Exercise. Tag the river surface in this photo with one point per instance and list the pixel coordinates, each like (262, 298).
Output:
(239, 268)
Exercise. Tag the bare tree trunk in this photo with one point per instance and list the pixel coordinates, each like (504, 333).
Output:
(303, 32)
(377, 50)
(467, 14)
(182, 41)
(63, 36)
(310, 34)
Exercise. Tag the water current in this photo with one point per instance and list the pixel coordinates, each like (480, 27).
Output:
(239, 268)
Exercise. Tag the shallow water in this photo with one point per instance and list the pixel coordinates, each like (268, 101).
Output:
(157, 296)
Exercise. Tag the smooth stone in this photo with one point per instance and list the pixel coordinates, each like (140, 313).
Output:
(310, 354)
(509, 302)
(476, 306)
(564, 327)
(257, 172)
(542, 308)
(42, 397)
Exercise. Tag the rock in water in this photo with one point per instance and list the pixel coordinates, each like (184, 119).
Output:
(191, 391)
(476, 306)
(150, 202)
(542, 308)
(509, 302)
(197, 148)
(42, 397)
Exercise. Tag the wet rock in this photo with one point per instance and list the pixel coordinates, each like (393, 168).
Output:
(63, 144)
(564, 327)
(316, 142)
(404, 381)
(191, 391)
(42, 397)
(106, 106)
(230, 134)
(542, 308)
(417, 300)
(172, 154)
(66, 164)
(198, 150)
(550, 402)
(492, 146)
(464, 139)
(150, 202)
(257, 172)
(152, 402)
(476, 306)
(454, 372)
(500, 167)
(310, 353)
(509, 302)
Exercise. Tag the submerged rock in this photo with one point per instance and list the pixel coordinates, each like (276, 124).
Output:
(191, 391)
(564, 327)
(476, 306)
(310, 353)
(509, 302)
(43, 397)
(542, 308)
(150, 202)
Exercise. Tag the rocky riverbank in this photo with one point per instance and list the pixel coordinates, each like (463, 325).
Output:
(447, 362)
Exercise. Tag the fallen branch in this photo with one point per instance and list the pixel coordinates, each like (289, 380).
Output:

▸ **Short task**
Can you copy all of the data above, reproducing every line without any change?

▸ **Answer below**
Exercise. Tag the river surface in this photo with one point per instance and list the pixel coordinates, each like (262, 298).
Output:
(239, 268)
Exercise. Tag the bare tree trunk in this photo with one point per instance and list the pixel coordinates, each like (504, 333).
Output:
(303, 32)
(377, 50)
(467, 14)
(182, 41)
(63, 36)
(310, 34)
Exercise. Tag the water current in this photo with one point per instance and list the pixel coordinates, each like (480, 27).
Output:
(239, 268)
Exercise. Tag the shallow water in this photo with one point per instance and list the pixel coordinates, each like (268, 101).
Output:
(157, 296)
Exercise. Tag the smooth stone in this photo with one point per instance and list the pixel coordinates, each like (140, 313).
Output:
(310, 354)
(509, 302)
(476, 306)
(564, 327)
(257, 172)
(542, 308)
(42, 397)
Exercise. Tag the rock in water in this photo with one point per instance and list the pixel coordinates, each like (184, 119).
Output:
(191, 391)
(476, 306)
(150, 202)
(542, 308)
(509, 302)
(197, 148)
(42, 397)
Exercise. Tag the wet rock in this photo with one point per instance and list the pixel coordinates, each like (393, 168).
Output:
(63, 144)
(564, 327)
(316, 142)
(404, 381)
(191, 391)
(42, 397)
(106, 106)
(230, 134)
(542, 308)
(417, 300)
(172, 154)
(66, 164)
(198, 150)
(550, 402)
(492, 146)
(464, 139)
(150, 202)
(257, 172)
(152, 402)
(476, 306)
(454, 372)
(500, 167)
(310, 353)
(509, 302)
Exercise. Tag the submerged rock in this photo with one point per instance and list the pixel coordinates, each like (276, 124).
Output:
(191, 391)
(564, 327)
(476, 306)
(310, 353)
(509, 302)
(43, 397)
(542, 308)
(150, 202)
Exercise. Tag the rocky riverbank in this photo with one point per instance and list the pixel coordinates, each like (463, 325).
Output:
(447, 362)
Exercise. Tag the fallen branch in this photo with one point per instance and list the pixel coordinates, each like (289, 380).
Output:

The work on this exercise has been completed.